■ **EXTRACT**:
****************
North Carolina has a long and sordid history with alcohol regulation. The state banned alcohol in 1909, years before the 18th Amendment came into effect. But the roots of that decision – and the politics behind it – began many decades earlier. (The Wilmington Star-News has an excellent primer worth reading, which we won’t detail in full.)
 
After enactment of the 21st Amendment, which repealed nationwide prohibition, North Carolina still enforced state laws banning alcohol sale and distribution. “By 1935,” the Star-News recounts, “North Carolina legislators observed that two-thirds of the state’s population lived within 50 miles of either the Virginia or South Carolina lines. Apparently, a lot of them were crossing those lines to buy booze legally – taking huge sums of money, potential tax dollars, out of the state with them.”
 
That year, the General Assembly authorized a number of counties to hold referenda to decide whether to permit alcohol sales. The counties that voted to permit sales still tightly controlled distribution through government-run stores. Thus began what turned into a statewide alcohol bureaucracy – the Alcohol Beverage Control (ABC) Commission.
 
State rules have tinkered around the edges of that 1930s-era regime – by permitting consumers to select their own bottles off shelves, for example, which came into effect in 1976. But the basic structure of tight government control over the market remains intact.
 
Today, if an entrepreneurial North Carolinian wishes to produce his own liquor, he must win approval from the ABC Commission before ABC stores can stock it on their shelves. And selling his own liquor at his own distillery is fraught with complex rules and restrictions. Even a Bolshevik might blush.
****************
■ **DATA LISTING**:
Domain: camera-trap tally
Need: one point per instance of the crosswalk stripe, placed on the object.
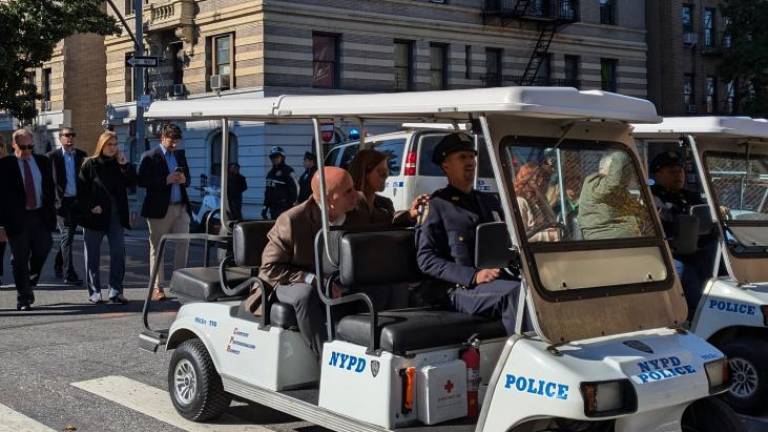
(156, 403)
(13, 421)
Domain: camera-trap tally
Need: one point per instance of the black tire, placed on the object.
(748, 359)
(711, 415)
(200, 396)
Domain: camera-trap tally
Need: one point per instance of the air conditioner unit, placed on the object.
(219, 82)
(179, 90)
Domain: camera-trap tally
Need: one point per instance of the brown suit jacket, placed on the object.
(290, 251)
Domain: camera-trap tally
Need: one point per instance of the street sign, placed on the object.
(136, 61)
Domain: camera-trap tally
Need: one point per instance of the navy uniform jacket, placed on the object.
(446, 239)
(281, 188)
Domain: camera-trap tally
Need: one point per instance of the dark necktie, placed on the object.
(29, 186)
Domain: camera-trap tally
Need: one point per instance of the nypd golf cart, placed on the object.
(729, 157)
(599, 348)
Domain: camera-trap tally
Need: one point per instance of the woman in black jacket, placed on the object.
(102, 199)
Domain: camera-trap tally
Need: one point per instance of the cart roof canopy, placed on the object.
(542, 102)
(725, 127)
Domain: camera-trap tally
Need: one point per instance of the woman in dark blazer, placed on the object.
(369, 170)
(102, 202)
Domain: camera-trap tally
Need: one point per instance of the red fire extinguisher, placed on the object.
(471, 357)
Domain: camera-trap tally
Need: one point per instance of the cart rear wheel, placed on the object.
****************
■ **CHALLENGE 1**:
Answer these from the passage on North Carolina alcohol regulation:
(a) In what year did North Carolina ban alcohol?
(b) By 1935, what share of the state's population lived within 50 miles of the Virginia or South Carolina lines?
(c) In what year did the rule letting consumers select their own bottles off shelves come into effect?
■ **CHALLENGE 2**: Carry on the passage about North Carolina's alcohol regulation, starting after its final sentence.
The entries were drawn from a separate source.

■ **EXPECTED OUTPUT 1**:
(a) 1909
(b) Two-thirds
(c) 1976

■ **EXPECTED OUTPUT 2**:
 
For consumers and business owners, North Carolina’s tightly controlled market means an inefficient system and some products that are simply impossible to find here.
 
Bar owners complain that state regulations require them to purchase liquor from government regulators and lay out the cash in advance, while delivery of their purchase might take months. “[The ABC system] is an archaic, terrible system that should be destroyed,” a bar owner told Raleigh Magazine. “I’ve been dealing with it for so long and seen so much and it’s just ridiculous.”
 
Connoisseurs complain they can’t find particular brands anywhere in the state, though they’re readily available across the border in South Carolina. Want to purchase a spirit online and have it shipped to your North Carolinian homestead? Illegal. When state regulators discover an out of state retailer that ships here – they aren’t added to our Christmas card list, they get a threatening cease and desist letter. 
 
And then there are the rumors. I heard so-and-so snagged a bottle of Blanton’s. He must know someone on the inside. Whether those in charge of the state’s alcohol really do dispel rare supply to close friends is immaterial (though one wonders what a proper audit might reveal of how much allocated product actually makes it to the shelf). Many widely assume the corruption exists anyway because of how the system is arranged.
 
In part for these reasons, lawmakers have begun chipping away at the ABC system in recent years. Most recently, in 2023, Senators Tim Moffitt and Todd Johnson introduced an omnibus reform bill. A sampling of the reform measures only confirms how utterly state centralized this segment of our economy truly is. The bill would:

  • Allow spending on product displays at ABC stores to increase from $300 to $1,000;
  • Allow industry members to showcase branded coolers in stores so long as each brand spends less than $1,500;
  • Allow bar owners to buy their liquor from any ABC store in their county, instead of just one;
  • Allows distilleries to sell two drinks per person per day, instead of just one.

A number of other measures were introduced last year, and law/lobbying firm Williams Mullen has a good rundown.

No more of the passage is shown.